(Stored records)

[BEGIN]

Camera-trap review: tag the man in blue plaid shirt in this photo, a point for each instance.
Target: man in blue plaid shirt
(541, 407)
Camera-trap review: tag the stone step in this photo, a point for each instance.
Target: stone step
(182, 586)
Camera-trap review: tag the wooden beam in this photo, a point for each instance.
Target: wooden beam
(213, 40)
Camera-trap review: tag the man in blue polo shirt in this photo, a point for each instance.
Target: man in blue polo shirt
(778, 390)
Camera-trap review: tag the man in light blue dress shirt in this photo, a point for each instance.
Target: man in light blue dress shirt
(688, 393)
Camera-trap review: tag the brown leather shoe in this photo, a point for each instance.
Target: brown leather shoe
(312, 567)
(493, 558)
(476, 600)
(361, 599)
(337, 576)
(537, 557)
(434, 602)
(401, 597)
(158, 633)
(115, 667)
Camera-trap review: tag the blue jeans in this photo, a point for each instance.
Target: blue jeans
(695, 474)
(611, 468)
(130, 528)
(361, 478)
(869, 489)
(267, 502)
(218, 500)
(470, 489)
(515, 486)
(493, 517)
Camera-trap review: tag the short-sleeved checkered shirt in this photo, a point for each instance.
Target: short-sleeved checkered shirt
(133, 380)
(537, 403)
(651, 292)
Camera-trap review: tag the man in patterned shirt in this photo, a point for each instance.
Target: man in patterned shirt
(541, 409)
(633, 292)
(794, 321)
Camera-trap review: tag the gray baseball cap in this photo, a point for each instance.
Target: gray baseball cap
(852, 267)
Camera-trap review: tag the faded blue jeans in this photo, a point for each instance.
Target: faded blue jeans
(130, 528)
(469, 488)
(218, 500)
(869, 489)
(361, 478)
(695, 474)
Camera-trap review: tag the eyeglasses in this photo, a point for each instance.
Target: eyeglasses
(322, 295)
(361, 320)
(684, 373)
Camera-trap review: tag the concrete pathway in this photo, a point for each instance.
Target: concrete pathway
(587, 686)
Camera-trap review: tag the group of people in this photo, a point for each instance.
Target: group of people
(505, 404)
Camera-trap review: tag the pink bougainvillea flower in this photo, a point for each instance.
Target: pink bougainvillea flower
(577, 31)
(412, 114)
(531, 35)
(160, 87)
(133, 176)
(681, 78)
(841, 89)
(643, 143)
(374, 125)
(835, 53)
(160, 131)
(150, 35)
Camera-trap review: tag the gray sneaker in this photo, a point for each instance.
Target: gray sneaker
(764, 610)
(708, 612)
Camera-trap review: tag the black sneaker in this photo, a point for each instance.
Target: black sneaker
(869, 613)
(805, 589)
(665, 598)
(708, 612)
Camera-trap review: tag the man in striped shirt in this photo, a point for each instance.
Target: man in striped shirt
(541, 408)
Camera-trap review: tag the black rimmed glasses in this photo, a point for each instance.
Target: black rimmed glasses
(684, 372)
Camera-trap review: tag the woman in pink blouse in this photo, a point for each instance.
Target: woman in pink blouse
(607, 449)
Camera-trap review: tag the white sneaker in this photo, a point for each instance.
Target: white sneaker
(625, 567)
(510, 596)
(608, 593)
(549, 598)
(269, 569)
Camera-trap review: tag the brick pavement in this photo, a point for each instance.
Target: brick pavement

[END]

* [Do this]:
Please transcribe the material without changes, from the line with "Camera-trap review: tag the woman" up to and including the last line of the material.

* [Written response]:
Camera-trap review: tag the woman in pink blouse in this photo, a point for each instance.
Target: woman in pink blouse
(607, 449)
Camera-trap review: tag the white sneaker in this photo, a point for each instance.
Target: white sneaker
(625, 567)
(510, 596)
(608, 593)
(549, 598)
(269, 569)
Camera-trap review: tag the brick pavement in this photo, a point for each instance.
Target: brick pavement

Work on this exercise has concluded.